** START OF EXTRACTED DATA **

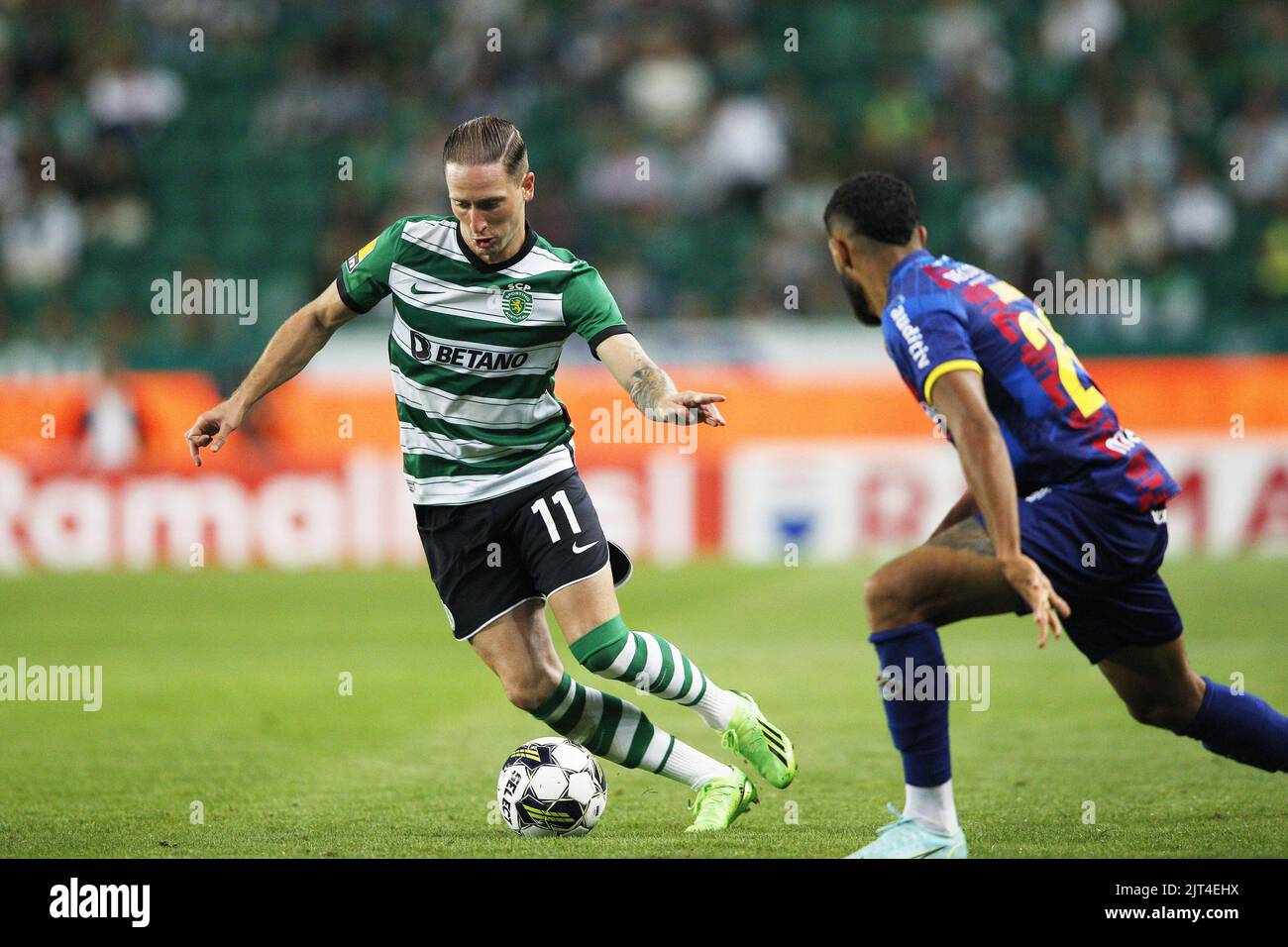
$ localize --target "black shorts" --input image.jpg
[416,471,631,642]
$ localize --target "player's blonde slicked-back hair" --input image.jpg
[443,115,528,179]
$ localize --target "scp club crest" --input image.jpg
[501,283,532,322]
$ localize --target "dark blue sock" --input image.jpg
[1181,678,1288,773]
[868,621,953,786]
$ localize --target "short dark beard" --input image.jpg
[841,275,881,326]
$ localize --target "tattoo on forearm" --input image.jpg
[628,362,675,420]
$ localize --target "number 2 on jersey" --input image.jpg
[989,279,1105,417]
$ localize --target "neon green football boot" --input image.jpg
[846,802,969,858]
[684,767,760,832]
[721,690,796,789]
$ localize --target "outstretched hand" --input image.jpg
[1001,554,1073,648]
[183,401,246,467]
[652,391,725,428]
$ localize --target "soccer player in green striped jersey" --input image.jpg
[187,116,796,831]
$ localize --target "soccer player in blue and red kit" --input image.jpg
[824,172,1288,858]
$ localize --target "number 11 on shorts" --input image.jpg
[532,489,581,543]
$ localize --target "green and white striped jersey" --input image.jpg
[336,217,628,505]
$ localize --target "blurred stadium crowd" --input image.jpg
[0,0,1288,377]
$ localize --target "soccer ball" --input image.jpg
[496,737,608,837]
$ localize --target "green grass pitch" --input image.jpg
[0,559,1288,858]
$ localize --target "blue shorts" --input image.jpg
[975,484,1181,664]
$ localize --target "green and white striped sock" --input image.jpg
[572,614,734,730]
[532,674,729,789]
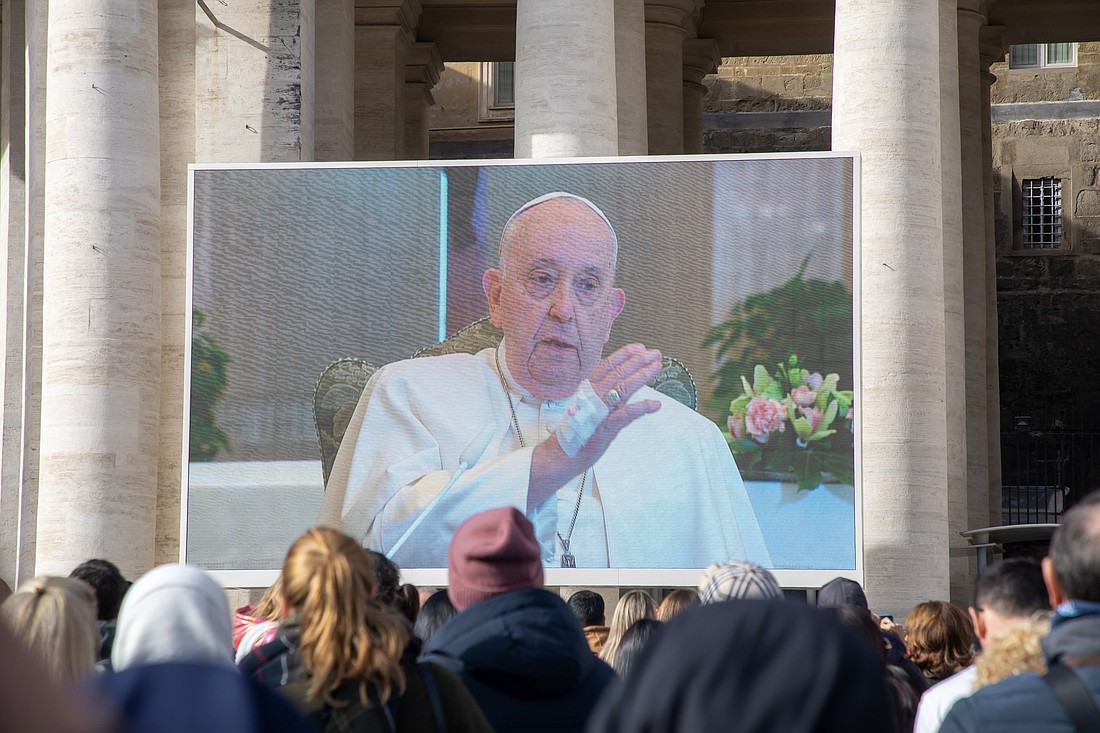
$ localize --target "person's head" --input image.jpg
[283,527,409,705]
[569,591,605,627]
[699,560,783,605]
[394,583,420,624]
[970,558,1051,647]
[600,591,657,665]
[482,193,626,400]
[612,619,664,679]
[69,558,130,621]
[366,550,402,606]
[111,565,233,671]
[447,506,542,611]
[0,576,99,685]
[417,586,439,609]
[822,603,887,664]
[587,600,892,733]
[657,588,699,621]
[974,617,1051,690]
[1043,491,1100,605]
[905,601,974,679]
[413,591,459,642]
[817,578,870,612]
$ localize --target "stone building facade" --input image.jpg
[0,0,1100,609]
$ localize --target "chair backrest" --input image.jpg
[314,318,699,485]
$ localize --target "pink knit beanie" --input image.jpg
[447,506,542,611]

** END OF EXTRACTED DATA **
** START OF EXTRACTED DATA **

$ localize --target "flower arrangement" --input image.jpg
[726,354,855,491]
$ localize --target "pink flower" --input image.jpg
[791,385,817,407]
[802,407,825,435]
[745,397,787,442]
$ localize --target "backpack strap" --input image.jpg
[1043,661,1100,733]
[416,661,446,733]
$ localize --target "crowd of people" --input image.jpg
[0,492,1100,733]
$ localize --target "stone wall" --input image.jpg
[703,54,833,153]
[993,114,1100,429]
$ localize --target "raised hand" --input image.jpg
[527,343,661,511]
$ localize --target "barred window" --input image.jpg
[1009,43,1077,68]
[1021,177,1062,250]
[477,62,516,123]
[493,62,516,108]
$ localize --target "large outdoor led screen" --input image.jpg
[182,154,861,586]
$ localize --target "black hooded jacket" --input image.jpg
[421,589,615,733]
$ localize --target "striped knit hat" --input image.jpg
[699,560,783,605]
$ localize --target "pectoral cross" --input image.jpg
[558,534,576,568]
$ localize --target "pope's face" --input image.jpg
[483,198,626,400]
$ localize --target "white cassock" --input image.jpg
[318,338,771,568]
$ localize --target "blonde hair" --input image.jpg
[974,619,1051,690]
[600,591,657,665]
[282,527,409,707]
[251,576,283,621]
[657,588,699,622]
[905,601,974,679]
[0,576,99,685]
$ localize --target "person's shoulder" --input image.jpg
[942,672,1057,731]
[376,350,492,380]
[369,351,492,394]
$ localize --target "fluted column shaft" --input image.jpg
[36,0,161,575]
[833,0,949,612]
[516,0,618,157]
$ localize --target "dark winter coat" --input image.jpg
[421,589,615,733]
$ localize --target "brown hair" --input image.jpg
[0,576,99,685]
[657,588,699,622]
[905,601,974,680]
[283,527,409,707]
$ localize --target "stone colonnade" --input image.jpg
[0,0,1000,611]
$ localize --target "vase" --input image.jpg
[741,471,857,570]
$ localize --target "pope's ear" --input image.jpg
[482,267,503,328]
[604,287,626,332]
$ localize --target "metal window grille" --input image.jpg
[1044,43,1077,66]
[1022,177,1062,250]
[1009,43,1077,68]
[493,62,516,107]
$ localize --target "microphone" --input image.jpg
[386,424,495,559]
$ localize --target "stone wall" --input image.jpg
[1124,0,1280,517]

** END OF EXTRACTED DATA **
** START OF EXTRACTED DATA **

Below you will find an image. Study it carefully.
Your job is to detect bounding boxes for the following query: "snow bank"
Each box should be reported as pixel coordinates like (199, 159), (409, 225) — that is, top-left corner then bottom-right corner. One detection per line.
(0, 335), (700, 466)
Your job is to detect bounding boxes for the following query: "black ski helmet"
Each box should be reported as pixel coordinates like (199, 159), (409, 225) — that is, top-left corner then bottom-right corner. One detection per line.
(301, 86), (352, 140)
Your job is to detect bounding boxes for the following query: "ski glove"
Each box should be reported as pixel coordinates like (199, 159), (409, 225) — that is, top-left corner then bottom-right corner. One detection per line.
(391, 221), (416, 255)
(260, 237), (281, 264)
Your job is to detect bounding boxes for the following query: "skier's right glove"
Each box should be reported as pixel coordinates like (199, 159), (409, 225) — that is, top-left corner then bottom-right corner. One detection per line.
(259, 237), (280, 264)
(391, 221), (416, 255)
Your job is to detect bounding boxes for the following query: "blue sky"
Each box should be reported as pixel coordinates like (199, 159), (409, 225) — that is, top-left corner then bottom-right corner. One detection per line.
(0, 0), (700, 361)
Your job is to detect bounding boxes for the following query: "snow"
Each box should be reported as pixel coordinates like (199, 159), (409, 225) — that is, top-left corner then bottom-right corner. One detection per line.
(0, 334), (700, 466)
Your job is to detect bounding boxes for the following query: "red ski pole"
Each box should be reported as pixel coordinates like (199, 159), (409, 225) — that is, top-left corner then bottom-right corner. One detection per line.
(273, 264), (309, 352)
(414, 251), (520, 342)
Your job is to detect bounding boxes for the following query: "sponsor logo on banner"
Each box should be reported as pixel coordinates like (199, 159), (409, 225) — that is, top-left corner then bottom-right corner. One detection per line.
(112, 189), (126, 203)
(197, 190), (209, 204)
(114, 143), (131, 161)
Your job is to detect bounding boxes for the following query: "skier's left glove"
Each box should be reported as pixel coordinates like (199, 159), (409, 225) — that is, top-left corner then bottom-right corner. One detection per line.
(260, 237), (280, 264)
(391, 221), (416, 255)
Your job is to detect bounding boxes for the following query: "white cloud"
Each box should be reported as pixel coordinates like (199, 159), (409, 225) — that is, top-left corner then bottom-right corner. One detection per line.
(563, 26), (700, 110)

** END OF EXTRACTED DATA **

■ **DIRECTIVE**: Count the lines in the rows above that contain the string "striped", and give only that number. Matching is case-sensitive.

■ **COMPLETE OUTPUT**: 4